:: Text extract ::
There are so many non-fiction books out there about the Civil War, it has been hard for you to justify reading a historical fiction novel about the war. But you have always heard of this one and you finally found it for just the right price (almost free). You are very glad you gave it a shot.

This book was the basis for the movie "Gettysburg." The movie was good but, not surprisingly, the book was much better. In the summer of 1863, the Army of Northern Virginia crossed the Potomac river and invaded the United States through Maryland and Pennsylvania. General Lee was emboldened by a string of victories over his Northern enemies and was looking to end the war once and for all by taking Washington DC. War on his enemy's home ground would also allow his army to live off Union lands, allowing the farmers of Virginia a respite from supplying the Confederate army. It was the second time in less than ten months that Lee had invaded the Union. The previous invasion had ended in the single bloodiest day in American history at the Battle of Antietam (or Sharpsburg, as the Confederacy called it). That rare Union victory had lead to the re-election of Abraham Lincoln and his subsequent issuing of the Emancipation Proclamation.

:: Excerpted records ::
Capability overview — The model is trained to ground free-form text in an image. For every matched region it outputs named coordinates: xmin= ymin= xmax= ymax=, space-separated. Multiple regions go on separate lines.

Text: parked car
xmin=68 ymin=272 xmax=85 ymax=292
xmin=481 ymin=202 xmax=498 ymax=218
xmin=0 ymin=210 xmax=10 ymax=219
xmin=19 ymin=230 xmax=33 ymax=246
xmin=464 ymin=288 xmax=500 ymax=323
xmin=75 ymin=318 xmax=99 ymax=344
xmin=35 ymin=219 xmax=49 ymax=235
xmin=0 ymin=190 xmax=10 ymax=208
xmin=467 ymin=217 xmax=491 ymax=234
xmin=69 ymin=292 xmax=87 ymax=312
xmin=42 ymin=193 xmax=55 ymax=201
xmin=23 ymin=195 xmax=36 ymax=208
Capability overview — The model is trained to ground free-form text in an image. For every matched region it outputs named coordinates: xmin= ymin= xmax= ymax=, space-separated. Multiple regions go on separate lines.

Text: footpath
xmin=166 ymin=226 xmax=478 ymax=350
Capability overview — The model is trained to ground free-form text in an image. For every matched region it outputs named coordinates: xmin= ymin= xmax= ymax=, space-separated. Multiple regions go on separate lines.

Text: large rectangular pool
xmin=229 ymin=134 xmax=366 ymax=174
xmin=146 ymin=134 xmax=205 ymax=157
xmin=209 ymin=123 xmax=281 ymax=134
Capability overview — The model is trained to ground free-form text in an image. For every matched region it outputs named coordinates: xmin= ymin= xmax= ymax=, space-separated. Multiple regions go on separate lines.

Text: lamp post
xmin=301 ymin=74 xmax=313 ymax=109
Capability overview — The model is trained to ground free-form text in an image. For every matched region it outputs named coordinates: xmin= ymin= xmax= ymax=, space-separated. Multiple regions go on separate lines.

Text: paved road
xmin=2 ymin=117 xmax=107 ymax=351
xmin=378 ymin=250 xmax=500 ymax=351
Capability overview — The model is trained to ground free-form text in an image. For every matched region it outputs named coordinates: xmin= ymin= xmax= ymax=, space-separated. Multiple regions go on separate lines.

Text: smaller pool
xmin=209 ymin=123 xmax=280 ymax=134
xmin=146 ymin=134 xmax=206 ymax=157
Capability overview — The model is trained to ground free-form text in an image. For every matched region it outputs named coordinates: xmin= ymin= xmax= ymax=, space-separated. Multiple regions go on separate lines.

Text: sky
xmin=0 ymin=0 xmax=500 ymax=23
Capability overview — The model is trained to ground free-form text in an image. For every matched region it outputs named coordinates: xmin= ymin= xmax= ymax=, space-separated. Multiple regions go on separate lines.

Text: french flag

:: What you need to do ::
Could you reproduce the whole book review above, word for word, from its first sentence to its last?

:: Result of this task ::
There are so many non-fiction books out there about the Civil War, it has been hard for you to justify reading a historical fiction novel about the war. But you have always heard of this one and you finally found it for just the right price (almost free). You are very glad you gave it a shot.

This book was the basis for the movie "Gettysburg." The movie was good but, not surprisingly, the book was much better. In the summer of 1863, the Army of Northern Virginia crossed the Potomac river and invaded the United States through Maryland and Pennsylvania. General Lee was emboldened by a string of victories over his Northern enemies and was looking to end the war once and for all by taking Washington DC. War on his enemy's home ground would also allow his army to live off Union lands, allowing the farmers of Virginia a respite from supplying the Confederate army. It was the second time in less than ten months that Lee had invaded the Union. The previous invasion had ended in the single bloodiest day in American history at the Battle of Antietam (or Sharpsburg, as the Confederacy called it). That rare Union victory had lead to the re-election of Abraham Lincoln and his subsequent issuing of the Emancipation Proclamation.